THE REQUEST:
Render the records as a JSON list of strings, one string per line and with blank lines omitted, starting with the line that contains "Exercise. Point out the rhino head" and going on through the line that contains "378), (526, 441)]". Include both of those lines and nothing outside that span.

▬▬▬

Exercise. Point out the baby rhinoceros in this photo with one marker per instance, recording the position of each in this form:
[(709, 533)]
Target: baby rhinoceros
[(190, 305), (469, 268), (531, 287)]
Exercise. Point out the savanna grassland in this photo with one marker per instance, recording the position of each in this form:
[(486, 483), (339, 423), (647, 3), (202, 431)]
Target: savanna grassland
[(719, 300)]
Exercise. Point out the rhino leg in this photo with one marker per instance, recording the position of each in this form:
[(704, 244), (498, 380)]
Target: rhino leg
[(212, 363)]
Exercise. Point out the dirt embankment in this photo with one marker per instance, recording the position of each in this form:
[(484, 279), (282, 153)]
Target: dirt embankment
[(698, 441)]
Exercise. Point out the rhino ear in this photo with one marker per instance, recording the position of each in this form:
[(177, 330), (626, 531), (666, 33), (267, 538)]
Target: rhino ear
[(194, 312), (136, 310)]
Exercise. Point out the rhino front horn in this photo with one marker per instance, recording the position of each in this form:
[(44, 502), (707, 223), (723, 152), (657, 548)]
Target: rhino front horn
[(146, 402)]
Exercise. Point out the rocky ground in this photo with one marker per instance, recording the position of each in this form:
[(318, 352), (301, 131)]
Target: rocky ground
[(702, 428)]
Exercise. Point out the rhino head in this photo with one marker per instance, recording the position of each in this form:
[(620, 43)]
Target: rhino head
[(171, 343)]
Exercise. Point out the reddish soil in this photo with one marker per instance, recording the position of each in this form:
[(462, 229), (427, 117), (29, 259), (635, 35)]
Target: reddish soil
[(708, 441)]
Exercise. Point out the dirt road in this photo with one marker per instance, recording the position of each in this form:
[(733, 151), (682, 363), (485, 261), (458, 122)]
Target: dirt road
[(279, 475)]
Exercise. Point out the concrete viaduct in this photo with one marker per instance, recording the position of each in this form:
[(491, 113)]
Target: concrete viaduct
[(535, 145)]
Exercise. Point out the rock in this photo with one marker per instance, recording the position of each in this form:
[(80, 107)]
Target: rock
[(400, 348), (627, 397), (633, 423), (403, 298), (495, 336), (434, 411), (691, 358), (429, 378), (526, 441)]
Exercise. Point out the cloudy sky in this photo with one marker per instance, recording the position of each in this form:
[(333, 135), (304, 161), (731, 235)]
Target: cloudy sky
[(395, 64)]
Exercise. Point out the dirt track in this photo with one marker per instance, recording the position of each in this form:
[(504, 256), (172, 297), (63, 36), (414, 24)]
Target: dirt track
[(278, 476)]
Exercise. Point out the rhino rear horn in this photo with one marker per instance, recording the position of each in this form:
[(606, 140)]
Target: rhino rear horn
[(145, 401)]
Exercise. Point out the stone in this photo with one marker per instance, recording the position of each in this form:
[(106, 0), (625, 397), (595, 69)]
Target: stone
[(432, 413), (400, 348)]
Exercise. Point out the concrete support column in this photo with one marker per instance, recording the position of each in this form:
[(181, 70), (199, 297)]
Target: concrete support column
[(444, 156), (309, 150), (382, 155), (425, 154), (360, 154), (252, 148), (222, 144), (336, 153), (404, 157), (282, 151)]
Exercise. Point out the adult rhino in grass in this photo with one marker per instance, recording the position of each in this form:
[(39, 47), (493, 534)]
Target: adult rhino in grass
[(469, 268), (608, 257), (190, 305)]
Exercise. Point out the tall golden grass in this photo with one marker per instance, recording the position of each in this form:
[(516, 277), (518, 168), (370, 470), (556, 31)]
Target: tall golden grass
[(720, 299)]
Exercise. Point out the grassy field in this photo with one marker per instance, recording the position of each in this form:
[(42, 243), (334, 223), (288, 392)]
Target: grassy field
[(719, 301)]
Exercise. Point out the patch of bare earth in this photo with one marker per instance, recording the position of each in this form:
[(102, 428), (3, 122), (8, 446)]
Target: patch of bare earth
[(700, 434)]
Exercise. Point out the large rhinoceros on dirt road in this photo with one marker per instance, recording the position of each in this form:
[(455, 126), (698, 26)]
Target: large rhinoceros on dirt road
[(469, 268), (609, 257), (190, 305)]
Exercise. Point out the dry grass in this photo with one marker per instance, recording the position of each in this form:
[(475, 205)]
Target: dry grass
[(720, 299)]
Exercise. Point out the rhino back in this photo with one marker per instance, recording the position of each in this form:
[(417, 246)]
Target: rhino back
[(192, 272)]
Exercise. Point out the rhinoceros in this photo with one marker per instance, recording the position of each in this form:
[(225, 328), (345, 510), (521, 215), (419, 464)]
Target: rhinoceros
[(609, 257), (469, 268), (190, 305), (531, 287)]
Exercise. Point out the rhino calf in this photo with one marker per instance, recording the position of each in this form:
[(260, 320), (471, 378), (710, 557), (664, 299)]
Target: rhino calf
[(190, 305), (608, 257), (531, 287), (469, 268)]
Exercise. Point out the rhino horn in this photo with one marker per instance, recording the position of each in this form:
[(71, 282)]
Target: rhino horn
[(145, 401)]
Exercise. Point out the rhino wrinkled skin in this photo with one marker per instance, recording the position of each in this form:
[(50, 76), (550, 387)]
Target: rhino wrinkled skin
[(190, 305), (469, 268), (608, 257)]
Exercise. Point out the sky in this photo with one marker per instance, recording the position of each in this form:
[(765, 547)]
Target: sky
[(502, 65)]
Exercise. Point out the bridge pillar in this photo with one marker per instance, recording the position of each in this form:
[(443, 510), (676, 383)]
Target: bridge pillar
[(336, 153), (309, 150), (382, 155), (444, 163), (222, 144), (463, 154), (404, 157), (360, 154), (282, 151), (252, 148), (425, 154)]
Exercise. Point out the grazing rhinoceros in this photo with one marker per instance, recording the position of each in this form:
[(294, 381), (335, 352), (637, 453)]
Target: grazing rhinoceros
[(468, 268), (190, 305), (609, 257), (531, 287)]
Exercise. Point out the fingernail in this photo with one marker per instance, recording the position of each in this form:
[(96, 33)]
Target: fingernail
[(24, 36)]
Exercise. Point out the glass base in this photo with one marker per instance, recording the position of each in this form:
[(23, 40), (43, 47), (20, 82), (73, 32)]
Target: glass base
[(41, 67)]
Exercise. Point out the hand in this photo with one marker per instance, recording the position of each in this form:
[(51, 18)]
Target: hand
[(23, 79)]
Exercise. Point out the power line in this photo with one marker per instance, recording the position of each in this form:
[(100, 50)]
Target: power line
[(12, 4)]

▬▬▬

EXERCISE SOLUTION:
[
  "Exercise. Point out the rhino head in this photo with one marker per instance, recording the position of each in this form:",
  "[(620, 43)]",
  "Target: rhino head",
  "[(171, 343)]",
  "Exercise. Point out the reddish soil in this photo with one marker per instance, recording the position of each in this form:",
  "[(462, 229), (427, 117), (29, 259), (635, 35)]",
  "Target: reddish soil",
  "[(708, 441)]",
  "Exercise. Point out the dirt road in this photo with one marker per instance, recording the position of each in this form:",
  "[(733, 151), (682, 363), (485, 261), (458, 122)]",
  "Target: dirt road",
  "[(279, 475)]",
  "Exercise. Point out the concrete viaduct in this photo with one marker per instance, recording the position of each in this form:",
  "[(491, 113)]",
  "Target: concrete viaduct",
  "[(535, 145)]",
  "Exercise. Point out the rock in this photo with one marker per instance, recording the position of each in this form:",
  "[(80, 107)]",
  "Target: rock",
  "[(400, 348), (627, 397), (633, 423), (403, 298), (495, 336), (434, 411), (691, 358), (429, 378), (526, 441)]"
]